*Records supplied*:
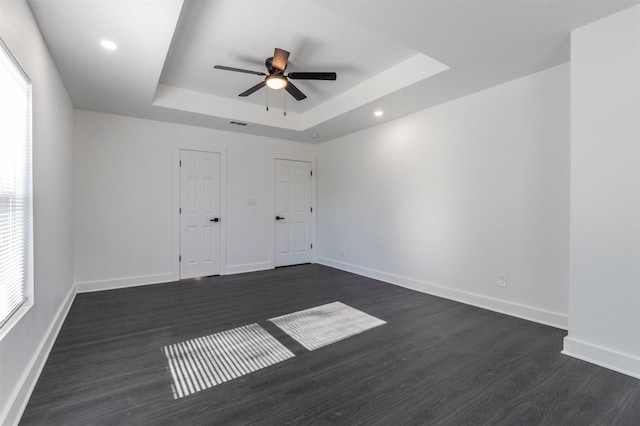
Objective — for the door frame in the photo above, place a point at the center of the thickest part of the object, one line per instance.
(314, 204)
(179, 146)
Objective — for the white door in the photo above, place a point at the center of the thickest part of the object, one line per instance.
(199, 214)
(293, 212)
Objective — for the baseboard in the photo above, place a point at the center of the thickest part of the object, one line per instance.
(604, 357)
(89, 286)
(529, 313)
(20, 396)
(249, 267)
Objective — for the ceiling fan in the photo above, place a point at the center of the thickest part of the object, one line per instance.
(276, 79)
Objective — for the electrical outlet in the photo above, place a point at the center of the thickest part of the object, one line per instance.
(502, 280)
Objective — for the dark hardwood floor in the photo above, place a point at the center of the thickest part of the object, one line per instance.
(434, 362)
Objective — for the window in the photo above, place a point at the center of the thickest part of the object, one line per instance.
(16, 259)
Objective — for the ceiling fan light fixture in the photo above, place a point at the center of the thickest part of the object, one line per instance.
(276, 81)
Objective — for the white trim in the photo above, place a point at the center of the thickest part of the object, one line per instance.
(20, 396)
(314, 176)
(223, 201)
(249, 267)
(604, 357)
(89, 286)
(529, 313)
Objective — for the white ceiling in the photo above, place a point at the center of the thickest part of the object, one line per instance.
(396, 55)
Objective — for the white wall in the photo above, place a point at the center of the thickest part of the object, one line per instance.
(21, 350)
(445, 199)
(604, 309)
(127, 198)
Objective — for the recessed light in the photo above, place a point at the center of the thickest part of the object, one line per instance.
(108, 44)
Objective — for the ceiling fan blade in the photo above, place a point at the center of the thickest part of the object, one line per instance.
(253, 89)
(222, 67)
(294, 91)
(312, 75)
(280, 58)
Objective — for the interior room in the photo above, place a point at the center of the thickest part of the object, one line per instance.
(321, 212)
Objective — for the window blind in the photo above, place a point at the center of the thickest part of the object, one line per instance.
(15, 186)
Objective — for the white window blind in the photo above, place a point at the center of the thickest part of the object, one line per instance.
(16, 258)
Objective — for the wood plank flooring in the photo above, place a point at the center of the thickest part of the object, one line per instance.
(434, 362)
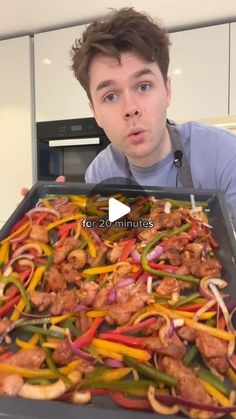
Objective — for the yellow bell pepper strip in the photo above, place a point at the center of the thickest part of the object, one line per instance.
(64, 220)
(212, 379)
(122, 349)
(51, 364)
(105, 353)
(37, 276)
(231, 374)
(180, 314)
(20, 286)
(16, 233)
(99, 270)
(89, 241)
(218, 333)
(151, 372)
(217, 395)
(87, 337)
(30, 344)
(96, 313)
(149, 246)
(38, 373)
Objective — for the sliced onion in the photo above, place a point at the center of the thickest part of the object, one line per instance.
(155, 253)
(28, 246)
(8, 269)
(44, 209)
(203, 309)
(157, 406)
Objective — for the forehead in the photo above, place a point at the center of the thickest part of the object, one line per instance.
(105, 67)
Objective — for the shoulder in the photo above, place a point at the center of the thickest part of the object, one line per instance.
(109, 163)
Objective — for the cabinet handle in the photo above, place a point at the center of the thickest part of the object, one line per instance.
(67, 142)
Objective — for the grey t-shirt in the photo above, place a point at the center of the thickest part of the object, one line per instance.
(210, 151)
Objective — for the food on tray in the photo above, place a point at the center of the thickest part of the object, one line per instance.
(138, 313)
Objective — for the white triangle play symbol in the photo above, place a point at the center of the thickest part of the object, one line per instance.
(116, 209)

---

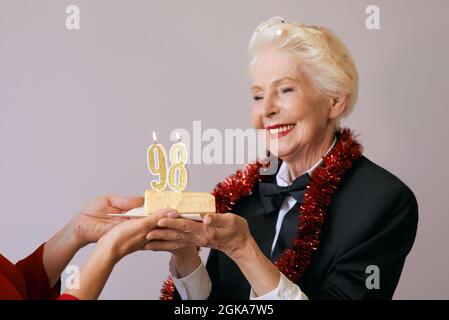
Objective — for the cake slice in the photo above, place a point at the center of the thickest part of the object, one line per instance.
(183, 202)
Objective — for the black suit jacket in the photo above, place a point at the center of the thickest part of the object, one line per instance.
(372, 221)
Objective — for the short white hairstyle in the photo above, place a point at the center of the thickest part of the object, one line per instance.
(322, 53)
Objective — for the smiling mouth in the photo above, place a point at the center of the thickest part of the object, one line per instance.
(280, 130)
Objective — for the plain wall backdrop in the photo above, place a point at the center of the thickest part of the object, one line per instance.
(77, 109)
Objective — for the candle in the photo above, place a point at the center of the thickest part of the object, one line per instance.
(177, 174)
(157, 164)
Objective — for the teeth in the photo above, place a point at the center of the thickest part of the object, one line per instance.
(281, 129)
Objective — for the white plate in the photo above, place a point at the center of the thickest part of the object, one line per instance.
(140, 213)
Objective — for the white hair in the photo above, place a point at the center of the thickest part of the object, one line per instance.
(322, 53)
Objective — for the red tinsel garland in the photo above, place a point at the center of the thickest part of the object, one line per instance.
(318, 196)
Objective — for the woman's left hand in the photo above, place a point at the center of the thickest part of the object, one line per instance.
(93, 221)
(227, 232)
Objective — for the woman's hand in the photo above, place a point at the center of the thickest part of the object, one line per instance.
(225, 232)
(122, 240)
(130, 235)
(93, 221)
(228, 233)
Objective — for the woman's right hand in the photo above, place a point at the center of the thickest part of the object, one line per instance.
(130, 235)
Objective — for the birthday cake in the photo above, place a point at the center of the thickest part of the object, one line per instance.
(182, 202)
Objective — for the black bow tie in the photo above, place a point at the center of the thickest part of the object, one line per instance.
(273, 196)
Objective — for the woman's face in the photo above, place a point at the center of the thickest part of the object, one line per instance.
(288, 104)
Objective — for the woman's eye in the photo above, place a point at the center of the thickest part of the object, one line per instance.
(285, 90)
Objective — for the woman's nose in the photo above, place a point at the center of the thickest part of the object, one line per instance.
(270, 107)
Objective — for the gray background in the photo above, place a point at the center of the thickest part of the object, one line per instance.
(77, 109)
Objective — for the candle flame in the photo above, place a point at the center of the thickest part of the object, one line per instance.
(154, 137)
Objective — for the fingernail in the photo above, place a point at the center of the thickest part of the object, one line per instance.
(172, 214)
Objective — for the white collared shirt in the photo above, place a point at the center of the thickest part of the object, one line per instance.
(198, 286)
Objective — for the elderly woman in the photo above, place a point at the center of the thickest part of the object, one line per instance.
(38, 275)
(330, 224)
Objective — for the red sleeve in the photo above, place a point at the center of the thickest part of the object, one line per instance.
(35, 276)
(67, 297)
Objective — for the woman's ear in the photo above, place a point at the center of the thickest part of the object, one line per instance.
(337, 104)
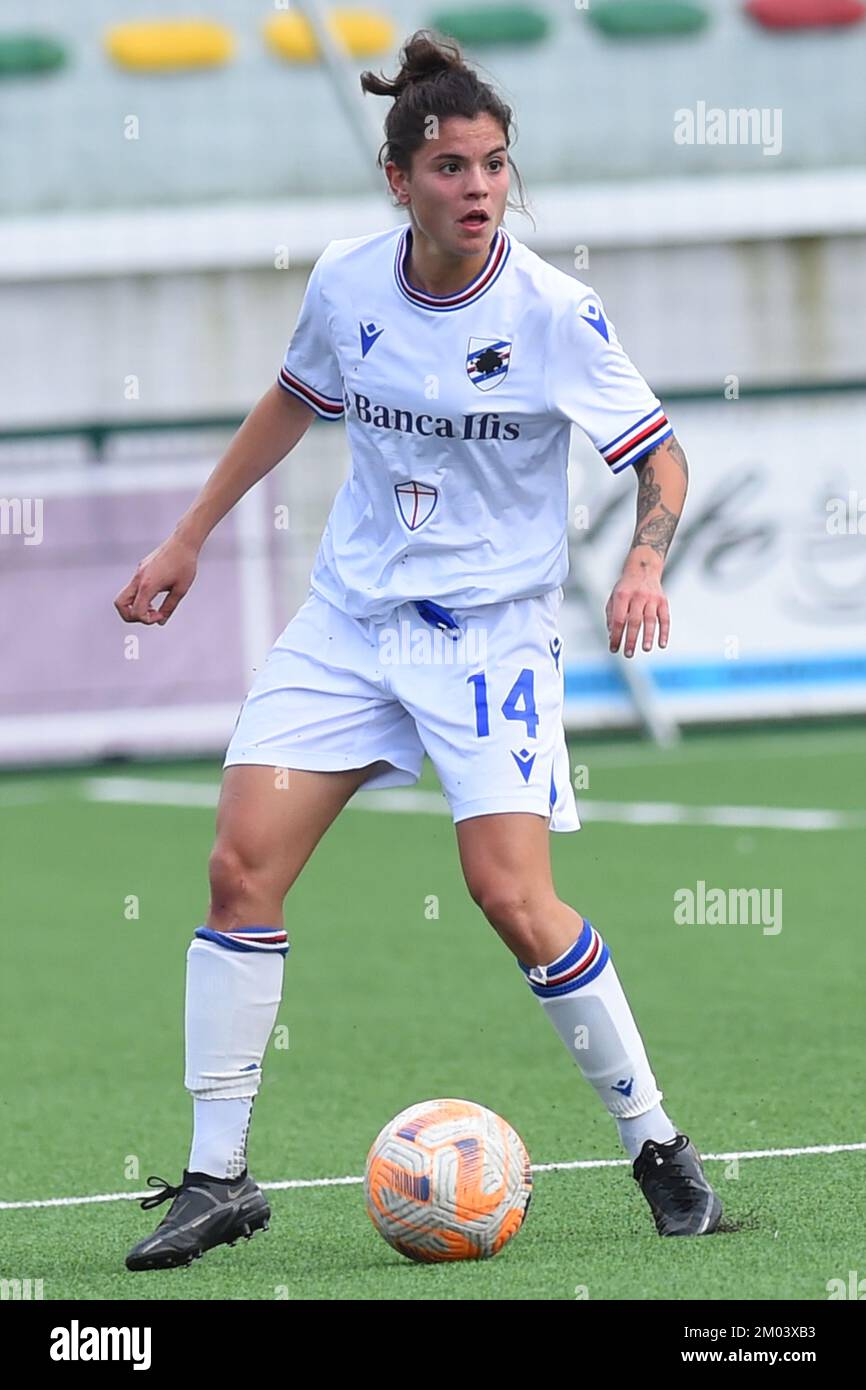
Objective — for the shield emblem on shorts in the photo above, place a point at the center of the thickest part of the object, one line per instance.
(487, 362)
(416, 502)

*Short problem*: Find each line in the data above that contains the word "door", and copy those lines. Case counts.

*Result of the task*:
Objective — for the door frame in the photo above, place a point at the center of the thickest part of the object, one line per instance.
Objective — for the white door in the photo above, place a point at the center of the thickest part of the object, one line per instance.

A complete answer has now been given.